--- To do ---
**A)** Name every product or service mentioned by name in the comment thread about scrapers and ad-blockers.
**B)** Carry on the comment thread about scrapers and ad-blockers from its last line.

I suppose this will become an arms race, just like with ad-blockers and ad-blocker detection/circumvention measures.
There will be solutions for scraper-blockers/traps. Then those become more sophisticated. Then the scrapers become better again and so on.

I don't really see an end to this madness. Such a huge waste of resources.

[–] arararagi@ani.social 5 points 5 hours ago

Well, the adblockers are still wining, even on twitch where the ads como from the same pipeline as the stream, people made solutions that still block them since ublock origin couldn't by itself.

[–] enbiousenvy@lemmy.blahaj.zone 9 points 7 hours ago

the rise of LLM companies scraping internet is also, I noticed, the moment YouTube is going harsher against adblockers or 3rd party viewer.

--- Record extracts ---

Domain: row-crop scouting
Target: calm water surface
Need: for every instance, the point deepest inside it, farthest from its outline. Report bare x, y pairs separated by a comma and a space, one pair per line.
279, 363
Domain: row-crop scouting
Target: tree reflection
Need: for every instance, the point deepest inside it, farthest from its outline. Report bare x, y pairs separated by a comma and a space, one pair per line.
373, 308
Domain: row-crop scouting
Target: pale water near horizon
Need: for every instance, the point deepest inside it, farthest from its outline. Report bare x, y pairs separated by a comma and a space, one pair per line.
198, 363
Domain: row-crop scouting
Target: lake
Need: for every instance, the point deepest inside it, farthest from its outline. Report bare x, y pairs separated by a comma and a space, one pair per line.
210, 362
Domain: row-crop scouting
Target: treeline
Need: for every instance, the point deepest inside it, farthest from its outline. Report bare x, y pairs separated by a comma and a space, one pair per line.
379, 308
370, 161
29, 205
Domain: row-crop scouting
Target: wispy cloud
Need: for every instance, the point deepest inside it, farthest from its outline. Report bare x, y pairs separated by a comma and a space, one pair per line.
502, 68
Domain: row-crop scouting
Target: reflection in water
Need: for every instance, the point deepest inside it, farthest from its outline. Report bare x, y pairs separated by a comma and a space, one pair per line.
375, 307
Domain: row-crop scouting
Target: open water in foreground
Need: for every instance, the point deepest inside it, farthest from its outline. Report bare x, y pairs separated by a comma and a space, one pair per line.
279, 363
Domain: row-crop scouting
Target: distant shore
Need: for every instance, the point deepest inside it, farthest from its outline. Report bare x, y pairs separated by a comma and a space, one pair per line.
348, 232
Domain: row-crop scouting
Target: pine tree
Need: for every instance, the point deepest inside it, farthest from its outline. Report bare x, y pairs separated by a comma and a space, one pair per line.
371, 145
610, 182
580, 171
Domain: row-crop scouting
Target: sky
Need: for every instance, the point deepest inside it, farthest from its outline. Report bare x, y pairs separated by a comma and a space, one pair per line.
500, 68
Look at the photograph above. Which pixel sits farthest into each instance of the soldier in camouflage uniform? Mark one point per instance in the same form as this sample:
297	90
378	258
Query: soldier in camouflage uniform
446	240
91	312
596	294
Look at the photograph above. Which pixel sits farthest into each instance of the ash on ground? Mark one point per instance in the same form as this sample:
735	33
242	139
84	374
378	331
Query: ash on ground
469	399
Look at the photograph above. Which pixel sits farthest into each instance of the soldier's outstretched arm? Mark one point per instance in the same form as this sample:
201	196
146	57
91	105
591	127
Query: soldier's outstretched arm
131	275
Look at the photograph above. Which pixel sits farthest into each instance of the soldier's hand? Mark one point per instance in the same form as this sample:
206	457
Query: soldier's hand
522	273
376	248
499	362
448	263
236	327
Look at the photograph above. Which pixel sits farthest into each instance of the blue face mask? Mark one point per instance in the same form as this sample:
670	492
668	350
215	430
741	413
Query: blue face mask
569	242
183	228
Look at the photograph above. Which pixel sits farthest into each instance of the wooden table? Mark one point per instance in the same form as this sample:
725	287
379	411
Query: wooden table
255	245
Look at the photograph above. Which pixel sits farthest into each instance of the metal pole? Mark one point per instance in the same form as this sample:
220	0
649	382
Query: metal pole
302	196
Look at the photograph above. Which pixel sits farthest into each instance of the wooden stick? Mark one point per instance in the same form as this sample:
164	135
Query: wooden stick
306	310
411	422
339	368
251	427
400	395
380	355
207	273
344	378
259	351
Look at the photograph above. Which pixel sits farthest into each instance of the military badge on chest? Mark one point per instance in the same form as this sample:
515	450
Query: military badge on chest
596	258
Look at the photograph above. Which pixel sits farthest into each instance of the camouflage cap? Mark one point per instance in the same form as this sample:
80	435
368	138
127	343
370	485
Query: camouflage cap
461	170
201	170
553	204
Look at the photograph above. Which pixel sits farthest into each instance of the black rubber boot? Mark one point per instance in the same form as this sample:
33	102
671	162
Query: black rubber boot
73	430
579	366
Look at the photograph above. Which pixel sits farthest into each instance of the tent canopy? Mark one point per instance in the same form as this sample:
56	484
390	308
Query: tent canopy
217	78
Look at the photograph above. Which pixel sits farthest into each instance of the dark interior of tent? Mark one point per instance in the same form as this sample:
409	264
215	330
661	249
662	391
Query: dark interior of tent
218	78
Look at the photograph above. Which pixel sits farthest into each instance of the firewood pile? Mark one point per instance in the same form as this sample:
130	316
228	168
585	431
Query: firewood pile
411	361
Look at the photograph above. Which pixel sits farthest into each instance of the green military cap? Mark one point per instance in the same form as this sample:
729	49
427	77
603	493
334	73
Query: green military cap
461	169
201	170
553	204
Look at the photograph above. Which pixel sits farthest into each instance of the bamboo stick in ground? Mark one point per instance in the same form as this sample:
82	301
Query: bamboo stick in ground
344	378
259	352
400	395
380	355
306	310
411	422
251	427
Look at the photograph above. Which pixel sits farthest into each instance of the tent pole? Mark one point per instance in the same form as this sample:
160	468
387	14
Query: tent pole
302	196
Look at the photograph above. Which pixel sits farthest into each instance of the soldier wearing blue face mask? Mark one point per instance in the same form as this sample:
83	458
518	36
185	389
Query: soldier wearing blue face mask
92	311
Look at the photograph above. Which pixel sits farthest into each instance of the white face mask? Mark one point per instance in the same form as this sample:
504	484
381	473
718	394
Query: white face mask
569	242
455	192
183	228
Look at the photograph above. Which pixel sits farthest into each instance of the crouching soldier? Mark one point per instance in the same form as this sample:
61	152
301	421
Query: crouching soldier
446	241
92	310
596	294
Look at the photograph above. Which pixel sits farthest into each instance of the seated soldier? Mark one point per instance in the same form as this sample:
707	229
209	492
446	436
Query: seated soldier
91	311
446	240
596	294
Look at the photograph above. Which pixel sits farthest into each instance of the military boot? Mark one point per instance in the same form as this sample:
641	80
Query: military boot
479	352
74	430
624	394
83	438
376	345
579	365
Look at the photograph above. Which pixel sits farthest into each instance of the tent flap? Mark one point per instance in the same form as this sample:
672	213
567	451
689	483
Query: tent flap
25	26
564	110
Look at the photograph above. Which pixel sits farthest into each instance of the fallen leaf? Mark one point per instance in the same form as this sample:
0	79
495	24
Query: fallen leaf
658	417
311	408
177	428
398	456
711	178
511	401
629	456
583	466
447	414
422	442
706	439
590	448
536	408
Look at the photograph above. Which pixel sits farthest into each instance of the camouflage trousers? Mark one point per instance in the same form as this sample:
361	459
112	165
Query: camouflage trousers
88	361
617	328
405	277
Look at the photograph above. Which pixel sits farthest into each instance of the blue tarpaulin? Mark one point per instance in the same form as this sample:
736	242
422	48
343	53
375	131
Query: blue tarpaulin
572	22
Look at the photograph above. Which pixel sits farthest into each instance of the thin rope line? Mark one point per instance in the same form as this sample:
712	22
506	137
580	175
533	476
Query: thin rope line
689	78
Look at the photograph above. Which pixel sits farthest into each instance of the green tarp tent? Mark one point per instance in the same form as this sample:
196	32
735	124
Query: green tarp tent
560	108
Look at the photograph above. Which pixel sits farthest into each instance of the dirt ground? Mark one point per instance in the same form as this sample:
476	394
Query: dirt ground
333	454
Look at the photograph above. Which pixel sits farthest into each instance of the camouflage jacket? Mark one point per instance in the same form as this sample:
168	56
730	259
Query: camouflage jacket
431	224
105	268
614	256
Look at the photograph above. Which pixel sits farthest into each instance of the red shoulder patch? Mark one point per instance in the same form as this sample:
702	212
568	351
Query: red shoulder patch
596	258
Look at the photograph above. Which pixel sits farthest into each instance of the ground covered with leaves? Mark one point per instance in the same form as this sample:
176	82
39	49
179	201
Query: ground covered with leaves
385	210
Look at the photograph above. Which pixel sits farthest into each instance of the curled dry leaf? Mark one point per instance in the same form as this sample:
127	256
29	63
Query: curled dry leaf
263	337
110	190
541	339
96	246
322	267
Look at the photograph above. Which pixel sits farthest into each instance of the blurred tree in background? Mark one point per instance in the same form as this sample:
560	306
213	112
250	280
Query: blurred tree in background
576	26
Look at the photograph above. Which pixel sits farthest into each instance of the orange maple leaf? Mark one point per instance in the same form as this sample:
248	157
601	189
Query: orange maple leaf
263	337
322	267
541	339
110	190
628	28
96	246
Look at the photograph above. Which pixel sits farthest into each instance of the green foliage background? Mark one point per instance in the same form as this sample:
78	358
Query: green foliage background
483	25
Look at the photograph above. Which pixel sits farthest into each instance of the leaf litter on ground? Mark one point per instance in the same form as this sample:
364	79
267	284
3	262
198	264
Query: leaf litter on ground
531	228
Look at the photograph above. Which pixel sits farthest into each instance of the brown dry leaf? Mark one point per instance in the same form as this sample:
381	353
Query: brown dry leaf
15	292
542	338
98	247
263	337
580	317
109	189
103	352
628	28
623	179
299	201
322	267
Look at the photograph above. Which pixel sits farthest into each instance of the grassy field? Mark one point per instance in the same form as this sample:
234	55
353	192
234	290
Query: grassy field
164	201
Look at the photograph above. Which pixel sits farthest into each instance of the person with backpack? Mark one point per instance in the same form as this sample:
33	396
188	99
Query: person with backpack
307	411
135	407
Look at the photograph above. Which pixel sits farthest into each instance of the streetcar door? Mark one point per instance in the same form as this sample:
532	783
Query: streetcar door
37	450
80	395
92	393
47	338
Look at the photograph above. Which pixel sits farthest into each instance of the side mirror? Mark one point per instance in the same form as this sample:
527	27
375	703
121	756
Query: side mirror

--- Responses by task ---
**A)** twitch, ublock origin, YouTube

**B)**
Piped or Invidious instances that I used to use are no longer works, did so may other instances. NewPipe have been broken more frequently. youtube-dl or yt-dlp sometimes cannot fetch higher resolution video. and so sometimes the main youtube side is broken on Firefox with ublock origin.

Not just youtube but also z-library, and especially sci-hub & libgen also have been harder to use sometimes.

[–] pyre@lemmy.world 19 points 10 hours ago

there is an end: you legislate it out of existence. unfortunately the US politicians instead are trying to outlaw any regulations regarding AI instead. I'm sure it's not about the money.